Output the material exactly, but drop every image it holds.

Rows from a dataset
>>
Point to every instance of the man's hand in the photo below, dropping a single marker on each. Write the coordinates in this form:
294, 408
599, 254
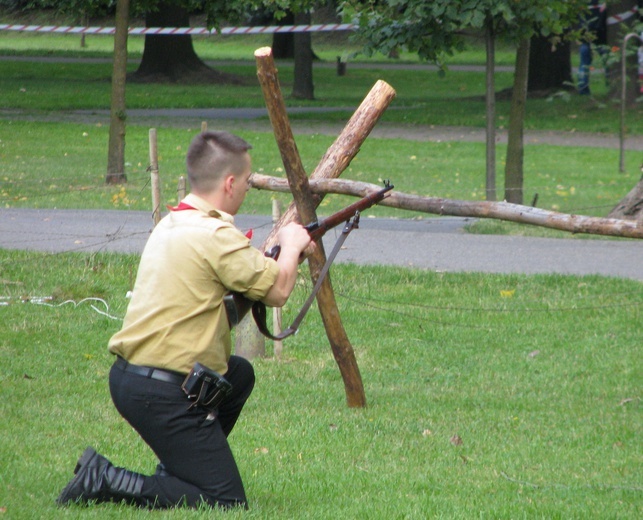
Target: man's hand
294, 236
295, 242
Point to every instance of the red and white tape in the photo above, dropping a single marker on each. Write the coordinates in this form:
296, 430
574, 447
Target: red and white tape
618, 18
65, 29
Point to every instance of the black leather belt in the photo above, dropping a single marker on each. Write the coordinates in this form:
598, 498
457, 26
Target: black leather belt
151, 372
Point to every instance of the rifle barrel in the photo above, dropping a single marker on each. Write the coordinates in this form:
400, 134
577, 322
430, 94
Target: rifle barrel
316, 230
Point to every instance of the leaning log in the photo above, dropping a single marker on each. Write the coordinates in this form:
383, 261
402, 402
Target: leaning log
336, 159
465, 208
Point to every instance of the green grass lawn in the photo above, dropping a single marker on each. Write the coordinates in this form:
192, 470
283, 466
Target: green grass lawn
488, 396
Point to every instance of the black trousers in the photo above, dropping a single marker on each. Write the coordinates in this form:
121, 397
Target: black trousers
197, 463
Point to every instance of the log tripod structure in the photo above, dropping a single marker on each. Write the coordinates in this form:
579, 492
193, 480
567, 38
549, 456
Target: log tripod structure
333, 163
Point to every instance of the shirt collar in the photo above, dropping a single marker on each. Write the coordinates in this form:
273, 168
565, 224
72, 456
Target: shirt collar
198, 203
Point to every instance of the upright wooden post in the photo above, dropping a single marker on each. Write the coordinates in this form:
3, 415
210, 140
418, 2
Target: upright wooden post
154, 177
116, 146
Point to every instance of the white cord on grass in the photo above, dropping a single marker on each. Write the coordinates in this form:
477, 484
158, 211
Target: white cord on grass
76, 304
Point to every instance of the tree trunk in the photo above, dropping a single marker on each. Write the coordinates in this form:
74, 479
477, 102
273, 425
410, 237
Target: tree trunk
515, 144
491, 111
116, 146
615, 35
171, 58
550, 68
303, 87
631, 207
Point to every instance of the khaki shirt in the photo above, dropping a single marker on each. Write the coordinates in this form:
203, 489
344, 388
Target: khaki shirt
176, 316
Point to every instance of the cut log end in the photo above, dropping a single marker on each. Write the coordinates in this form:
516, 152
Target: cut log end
263, 52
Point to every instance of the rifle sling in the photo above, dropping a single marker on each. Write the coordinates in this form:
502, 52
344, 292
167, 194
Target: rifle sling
259, 309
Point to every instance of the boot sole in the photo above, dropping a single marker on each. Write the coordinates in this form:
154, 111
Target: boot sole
84, 459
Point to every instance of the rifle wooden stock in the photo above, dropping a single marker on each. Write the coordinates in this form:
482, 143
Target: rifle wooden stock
237, 305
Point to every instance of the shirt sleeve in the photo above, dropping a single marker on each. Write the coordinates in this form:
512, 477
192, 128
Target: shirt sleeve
239, 266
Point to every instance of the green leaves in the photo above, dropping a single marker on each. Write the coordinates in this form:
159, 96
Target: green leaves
433, 29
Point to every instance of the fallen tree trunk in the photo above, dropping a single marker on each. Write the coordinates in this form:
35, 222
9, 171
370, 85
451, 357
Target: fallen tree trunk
631, 207
464, 208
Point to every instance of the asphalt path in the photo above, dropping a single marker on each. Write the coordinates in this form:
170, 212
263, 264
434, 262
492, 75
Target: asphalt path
438, 244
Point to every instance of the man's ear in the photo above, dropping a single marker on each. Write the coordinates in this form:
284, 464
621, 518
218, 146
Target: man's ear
228, 181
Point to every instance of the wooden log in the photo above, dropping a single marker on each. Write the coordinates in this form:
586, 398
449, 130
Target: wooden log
267, 74
305, 207
465, 208
340, 154
336, 159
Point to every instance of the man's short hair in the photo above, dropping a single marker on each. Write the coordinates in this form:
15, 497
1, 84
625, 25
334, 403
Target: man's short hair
212, 155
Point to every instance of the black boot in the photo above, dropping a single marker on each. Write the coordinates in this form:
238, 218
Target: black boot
97, 479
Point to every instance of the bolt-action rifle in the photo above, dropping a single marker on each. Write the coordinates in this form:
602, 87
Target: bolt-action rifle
237, 305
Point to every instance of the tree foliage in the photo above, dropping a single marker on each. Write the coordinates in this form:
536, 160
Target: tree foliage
437, 28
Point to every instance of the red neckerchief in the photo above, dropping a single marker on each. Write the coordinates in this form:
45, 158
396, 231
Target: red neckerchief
183, 206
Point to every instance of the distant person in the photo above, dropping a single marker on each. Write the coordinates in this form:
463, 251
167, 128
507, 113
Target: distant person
176, 319
593, 26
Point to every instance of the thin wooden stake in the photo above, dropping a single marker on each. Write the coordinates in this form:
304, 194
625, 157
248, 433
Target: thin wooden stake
<<
— THE ANSWER —
Point to every instance of the man's hand in the photo below, dropping a single marker on each. Write the coordinates in this form:
294, 408
599, 254
Target: man's hand
294, 236
295, 242
Point to every instance of the red and white tape in the photo above, dropping a single marker on each. Write the coordinates in this form:
296, 430
574, 447
Target: red and white tape
618, 18
65, 29
Point to every instance of the black leather belt in the photo above, dropping a single marker on each. Write the coordinates in this form:
598, 498
457, 26
Target: black leather belt
151, 372
Point to every instance of the rifle barrel in the photo above, dropping a single marker on each. Write the coordinates in this form:
400, 134
577, 322
430, 94
Target: rifle barrel
316, 230
Point to every instance of the leaning log in the photo above, dropping a single marker on each. Write the coordinates in this form:
383, 261
402, 402
Target: leaning log
336, 159
465, 208
Point to every instance of the green grass lawn in the photo above, dropping a single marker on each. Write the coordinates in this form:
192, 470
283, 466
Target: green grass lawn
488, 396
Point to every instance of the black trousers in the photo above, dropping a single marker on each. Write the coordinates in this form:
121, 397
Target: black trousers
197, 463
Point to every instance of the log tripod structure in the photo above, dropping a single marker on each. Write the coordinates in this form:
579, 492
193, 480
567, 38
549, 456
Target: log tripod structure
333, 163
Point to every instance of the shirt collar in the photo above, dropping a single marker on each. Write the coordinates in this form:
273, 168
565, 224
72, 456
Target: shirt collar
198, 203
Point to every instance of the upright wooden post in the photo above, dropping a single marker on each. Write the coordinates in this form:
3, 415
210, 140
418, 2
Target: upright wooden post
154, 177
116, 146
Point to every instance of the white cord on grass in the photo above, dropping a single marker on each. Write the coordinates in this form:
477, 484
158, 211
Target: white cord on grass
76, 304
Point to every instance of the tree trunk in the photo above, dropping a single marker on each. Write the coordinates in this form:
74, 479
477, 102
273, 425
410, 237
Target: tree trunk
515, 144
491, 111
116, 146
615, 35
171, 58
550, 68
303, 87
631, 207
Point to every instance of the khaki shirt in the photo above, dropping a single marker on each. Write the coordinates in this form:
203, 489
344, 388
Target: khaki shirt
176, 316
Point to every instance of the cut log end in the photo above, dropping a single marker on each. Write the coordinates in this form:
516, 152
Target: cut log end
263, 52
Point to every instance of the rifle sling in the photo above, dropping a single marker on each. Write the coordinates in this form:
502, 52
344, 292
167, 194
Target: rifle sling
259, 309
Point to every instance of the boot sole in the photo above, dropping a single marker on each. Write the coordinates in this form:
154, 111
Target: boot sole
84, 459
Point to every instance of the rifle wooden stock in the photo above, dropping a single marker on each. Write the coordinates in this form:
482, 143
Target: rifle wooden stock
237, 305
Point to every instance of the shirt sleeve in the photo above, dropping a single marker on each. Write the coordinates in this form:
512, 477
192, 128
Target: shirt sleeve
239, 266
Point to every instance of the green leaves in the photo above, dropping a single marker on each. Write the coordinates in this form:
159, 96
Target: green leaves
433, 29
Point to every instance of the fallen tree trunk in the photo above, dropping a single marker on each. Write the coordinates in this form:
35, 222
9, 171
370, 85
451, 357
Target: fallen tree trunk
631, 207
464, 208
Point to every instance of the asphalt path in the photo above, dropping a single marker on each. Write the coordinates in this form:
170, 212
263, 264
434, 262
492, 75
Target: asphalt path
438, 244
Point to every instance of the man's ear in the photo above, dropping a single marker on each. Write the coordinates in this form:
284, 464
621, 518
218, 146
Target: man's ear
228, 181
Point to every instance of the wooden log in the photo above, dropping a single marker on each. Write the coordinates in this form:
586, 398
449, 130
Target: wooden log
267, 74
305, 207
465, 208
340, 154
336, 159
Point to every instance of the man's short hair in the photo above, dropping a single marker on each. Write the coordinates in this form:
15, 497
1, 84
625, 25
334, 403
Target: man's short hair
212, 155
Point to every instance of the black boot in the photo above, dropping a single marker on each. Write the coordinates in this form:
238, 218
Target: black boot
97, 479
Point to every instance of the bolt-action rifle in the photo above, dropping a single marker on each. Write the coordinates in this form:
602, 87
Target: bolt-action rifle
237, 305
Point to every instance of the tree foliage in the photo above, dropping a single marker on each. Write the coordinates in this form:
536, 160
Target: tree foliage
437, 28
Point to every instance of the red neckerchief in the photo above, dropping a single marker on each. Write the coordinates in this form:
45, 158
396, 231
Target: red neckerchief
183, 206
Point to every instance of the distant person in the photo above, dropping a single marker on each. Write the coordinates in this form:
463, 251
167, 128
507, 113
Target: distant person
176, 319
593, 26
Point to every instance of the thin wooden stake in the photo above, dropping a single marker on each. Write the coordinates in this form:
304, 194
625, 157
248, 433
Target: thin wooden stake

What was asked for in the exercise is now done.